### Extract to read
--- Start ---

Global urbanism tends to think cities in categories of “Global North” and “Global South”. But what about all those cities that escape easy classification into these hemispheric categories? Cities that could be said to belong to the Global Easts. This introduction to the special issue “The Global Easts in Global Urbanism: views from beyond North and South” shines a spotlight on cities in-between North and South. At the risk of being sidelined in debates in global urbanism, these cities have much to contribute to global theorizations of the urban. This introduction presents a group of articles that in different ways illustrate the breadth and depth of current research on urban and geographical knowledge production in and with the Global Easts. We specifically focus on one emergent convergence among urban research concerns, namely, problematizing the unidirectional teleology of a transition to an ideal type free market economy with democracy which is often at work with regard to cities in the Global Easts. The collected papers draw our attention to a number of co-existing temporalities and differing time coordinates and claim that it is high time for the Global Easts to contest their marginalization in the global academe.

--- End ---

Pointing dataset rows
--- Start ---

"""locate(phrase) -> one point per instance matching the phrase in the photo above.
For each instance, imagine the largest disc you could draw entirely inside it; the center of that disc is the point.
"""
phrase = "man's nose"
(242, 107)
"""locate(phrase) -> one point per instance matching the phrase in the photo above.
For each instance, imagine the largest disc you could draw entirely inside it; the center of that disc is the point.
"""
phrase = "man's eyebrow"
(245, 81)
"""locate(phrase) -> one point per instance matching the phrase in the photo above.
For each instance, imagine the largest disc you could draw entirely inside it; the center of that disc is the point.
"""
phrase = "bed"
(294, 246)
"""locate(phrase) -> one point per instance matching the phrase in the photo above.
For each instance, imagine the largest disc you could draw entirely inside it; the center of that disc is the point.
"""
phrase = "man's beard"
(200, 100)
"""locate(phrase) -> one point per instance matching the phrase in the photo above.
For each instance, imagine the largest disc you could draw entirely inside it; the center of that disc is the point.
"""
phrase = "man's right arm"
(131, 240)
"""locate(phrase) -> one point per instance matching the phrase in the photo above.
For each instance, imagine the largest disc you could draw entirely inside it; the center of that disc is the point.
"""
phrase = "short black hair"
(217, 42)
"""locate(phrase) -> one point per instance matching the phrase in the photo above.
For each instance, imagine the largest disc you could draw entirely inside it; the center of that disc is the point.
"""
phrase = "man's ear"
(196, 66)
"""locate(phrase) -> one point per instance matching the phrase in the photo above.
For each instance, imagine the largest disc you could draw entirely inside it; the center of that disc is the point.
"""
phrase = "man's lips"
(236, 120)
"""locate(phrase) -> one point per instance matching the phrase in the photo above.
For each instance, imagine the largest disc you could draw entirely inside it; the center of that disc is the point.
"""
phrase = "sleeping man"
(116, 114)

--- End ---

### What the task asks
Please carry on the passage about cities of the Global Easts from where it stops.

### The answer
This special issue is a situated attempt to theorize the urban from beyond the Global North and the Global South. Such an attempt is far from straightforward. One might even wonder whether there is a space left between North and South. Reading debates on theory-building in urban studies, one could be forgiven for thinking that theorizing takes place in a hemispheric world of North and South and that “the South” encompasses all those places that have not made it into the privileged North. With “the West and the Rest” binary made infamous by Huntington (Citation1996) and Ferguson (Citation2011), the concept of Global North/South divide is widely used to consider the differences associated with each half of the globe. Discussing “new geographies of theory” for “the 21st-century metropolis”, Roy (Citation2009, 820) proclaims that “the centre of theory making must move to the global South”. When calling for provincializing global urbanism by “empowering new loci of enunciation”, Sheppard et al. tellingly elaborate on the geography of these new places: “Contemporary African and continental Asian cities are both like and unlike their European, North American, and Japanese counterparts” (Sheppard, Leitner, and Maringanti Citation2013, 895).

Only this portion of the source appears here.